====== Exercise passage ======

Hanen’s decision to hear arguments on the brink of Election Day drew attention from voting rights activists. The Texas Supreme Court also rejected a nearly identical challenge last month.
Jared Woodfill, an attorney for the Republicans who brought the state and federal cases, said Sunday that his focus is on the hearing before Hanen.
‘We’re hopeful that he’ll stop this illegal form of voting from continuing to occur,’ Woodfill said.
Conservative GOP activists have filed a battery of court challenges over moves to expand voting options during the COVID-19 pandemic. The challenges have not involved President Trump’s campaign.
Trump won Texas by nine points in 2016 but polls have shown Democrat Joe Biden still within reach in America’s biggest red state.
Democrats also need to flip only nine seats to reclaim a majority in the Texas House for the first time in 20 years, and have aggressively targeted several races in Harris County.
Harris County has offered 10 drive-thru locations where its nearly five million residents can cast ballots in their cars instead of going inside polling centers. The accommodation aims to prevent transmission of the coronavirus.

======

*Using the information*.
A: According to the passage on drive-thru voting, how many drive-thru locations has Harris County offered?
B: Retype the passage on drive-thru voting between "Jared Woodfill, an" and "biggest red state.", inclusive.
The items that follow are separate material with no connection to the passage on drive-thru voting.

====== Material shown ======

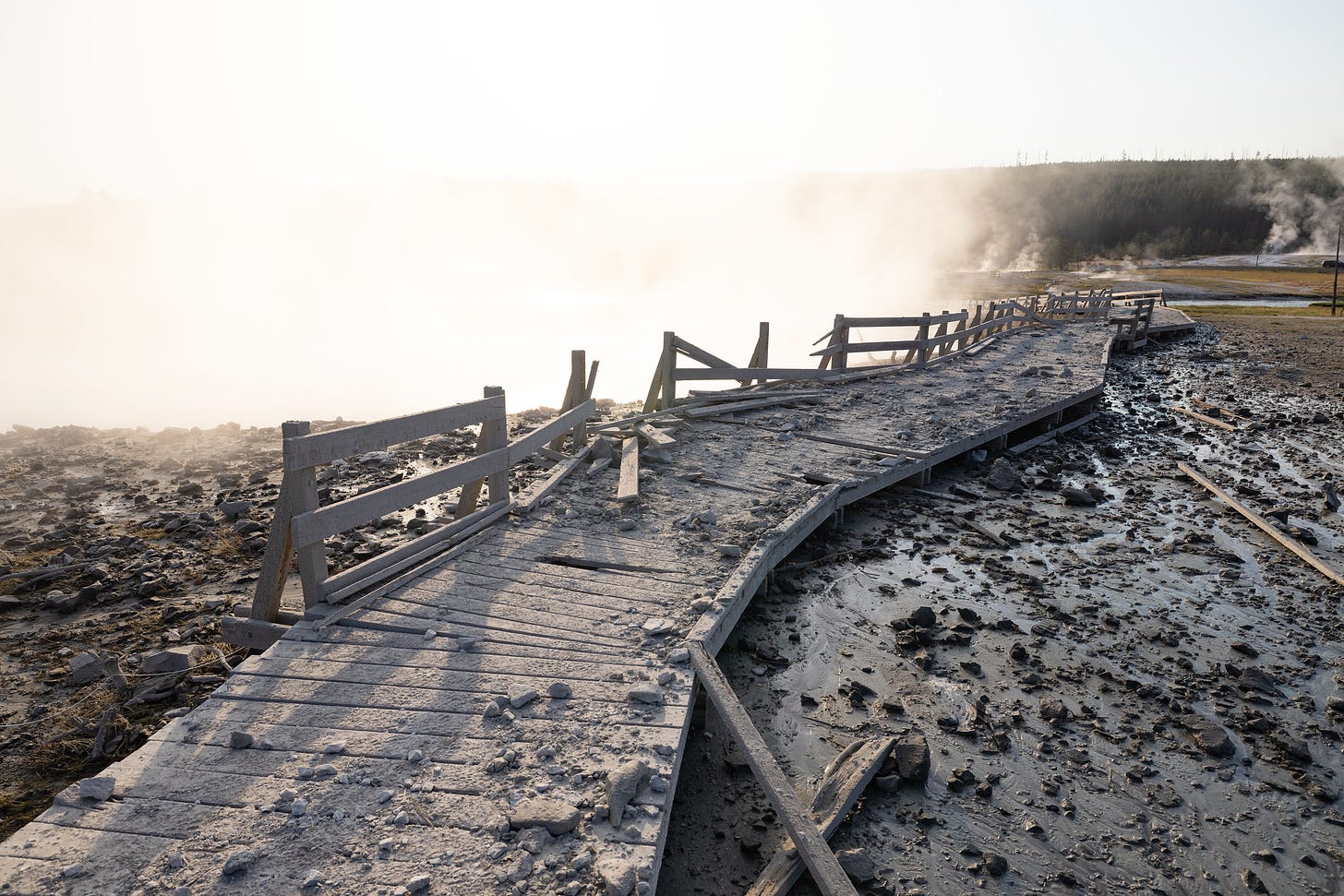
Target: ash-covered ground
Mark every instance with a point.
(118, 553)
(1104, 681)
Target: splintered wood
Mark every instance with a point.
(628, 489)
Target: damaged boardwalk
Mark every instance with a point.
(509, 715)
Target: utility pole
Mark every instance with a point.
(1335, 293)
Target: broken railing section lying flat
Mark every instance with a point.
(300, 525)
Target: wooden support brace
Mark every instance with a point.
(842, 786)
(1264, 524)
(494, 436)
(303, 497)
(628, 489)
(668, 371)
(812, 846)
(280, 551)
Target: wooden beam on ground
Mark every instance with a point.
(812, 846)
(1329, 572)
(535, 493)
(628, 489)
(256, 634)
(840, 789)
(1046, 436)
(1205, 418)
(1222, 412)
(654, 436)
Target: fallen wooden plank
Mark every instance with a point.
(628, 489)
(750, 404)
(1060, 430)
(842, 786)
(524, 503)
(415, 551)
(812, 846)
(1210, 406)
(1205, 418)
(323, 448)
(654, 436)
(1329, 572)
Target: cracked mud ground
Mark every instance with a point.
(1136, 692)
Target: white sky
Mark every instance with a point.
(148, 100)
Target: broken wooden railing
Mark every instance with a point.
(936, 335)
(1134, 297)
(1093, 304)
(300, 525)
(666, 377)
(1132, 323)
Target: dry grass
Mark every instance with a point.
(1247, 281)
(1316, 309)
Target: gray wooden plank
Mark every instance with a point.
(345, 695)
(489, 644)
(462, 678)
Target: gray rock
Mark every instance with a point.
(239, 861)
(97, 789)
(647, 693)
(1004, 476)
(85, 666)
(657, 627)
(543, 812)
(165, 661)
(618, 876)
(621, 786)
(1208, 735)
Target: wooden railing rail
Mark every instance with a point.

======
====== Material shown ======

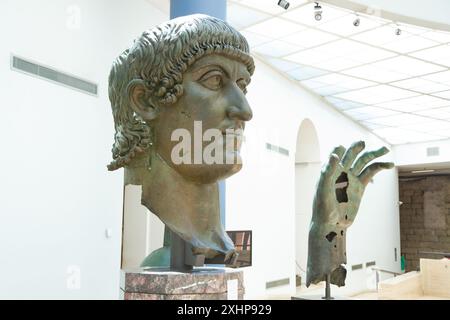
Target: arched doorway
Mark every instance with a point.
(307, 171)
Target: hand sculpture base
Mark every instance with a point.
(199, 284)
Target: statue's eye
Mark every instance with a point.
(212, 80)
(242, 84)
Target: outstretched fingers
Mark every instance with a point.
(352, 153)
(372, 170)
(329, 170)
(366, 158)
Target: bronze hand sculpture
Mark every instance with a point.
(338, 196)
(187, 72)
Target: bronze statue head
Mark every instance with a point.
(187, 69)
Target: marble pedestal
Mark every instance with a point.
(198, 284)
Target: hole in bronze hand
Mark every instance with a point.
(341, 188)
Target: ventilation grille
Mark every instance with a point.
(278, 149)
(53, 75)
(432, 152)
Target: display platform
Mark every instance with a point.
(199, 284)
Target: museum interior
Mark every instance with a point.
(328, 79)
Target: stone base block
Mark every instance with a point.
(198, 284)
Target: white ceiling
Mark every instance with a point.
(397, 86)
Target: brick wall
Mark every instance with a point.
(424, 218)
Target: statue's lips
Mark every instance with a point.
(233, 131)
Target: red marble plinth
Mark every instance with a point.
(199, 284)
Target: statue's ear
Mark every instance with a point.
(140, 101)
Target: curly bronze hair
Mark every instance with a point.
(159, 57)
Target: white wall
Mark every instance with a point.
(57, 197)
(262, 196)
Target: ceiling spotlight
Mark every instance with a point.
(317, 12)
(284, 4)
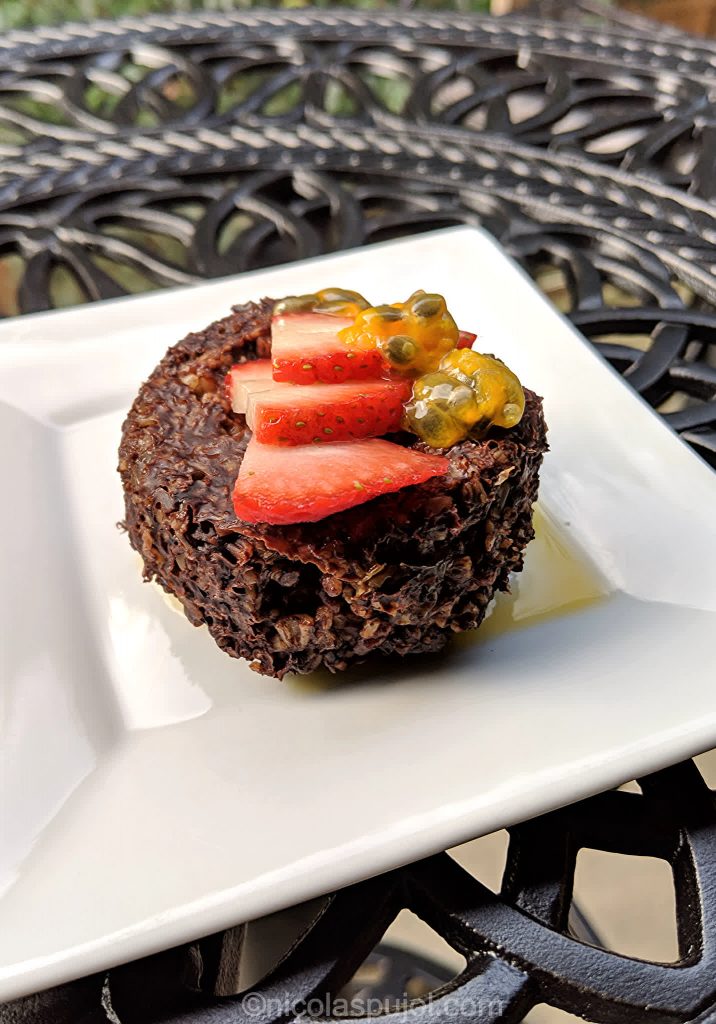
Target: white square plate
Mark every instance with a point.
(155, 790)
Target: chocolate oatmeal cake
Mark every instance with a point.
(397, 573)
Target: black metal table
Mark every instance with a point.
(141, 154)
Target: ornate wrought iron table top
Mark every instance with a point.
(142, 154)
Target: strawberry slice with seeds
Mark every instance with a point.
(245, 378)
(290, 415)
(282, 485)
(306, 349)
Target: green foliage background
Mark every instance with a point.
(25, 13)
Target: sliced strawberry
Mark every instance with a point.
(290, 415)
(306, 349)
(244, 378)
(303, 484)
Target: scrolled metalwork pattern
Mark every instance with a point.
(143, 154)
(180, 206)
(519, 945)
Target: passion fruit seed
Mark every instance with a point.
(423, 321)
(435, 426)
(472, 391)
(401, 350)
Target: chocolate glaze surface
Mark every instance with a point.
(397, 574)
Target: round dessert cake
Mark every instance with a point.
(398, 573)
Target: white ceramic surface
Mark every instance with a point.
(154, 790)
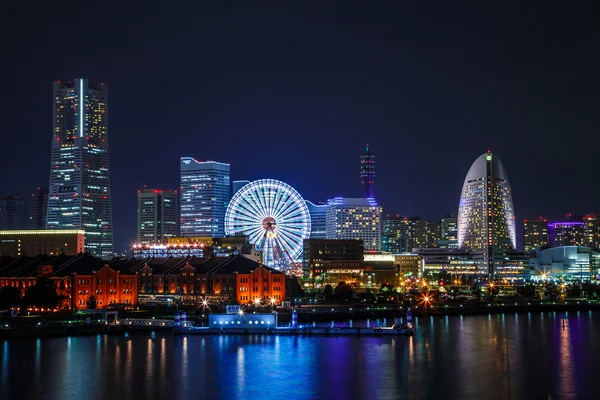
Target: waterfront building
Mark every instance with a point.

======

*Exercise results*.
A: 10

B:
Jared Woodfill, an attorney for the Republicans who brought the state and federal cases, said Sunday that his focus is on the hearing before Hanen.
‘We’re hopeful that he’ll stop this illegal form of voting from continuing to occur,’ Woodfill said.
Conservative GOP activists have filed a battery of court challenges over moves to expand voting options during the COVID-19 pandemic. The challenges have not involved President Trump’s campaign.
Trump won Texas by nine points in 2016 but polls have shown Democrat Joe Biden still within reach in America’s biggest red state.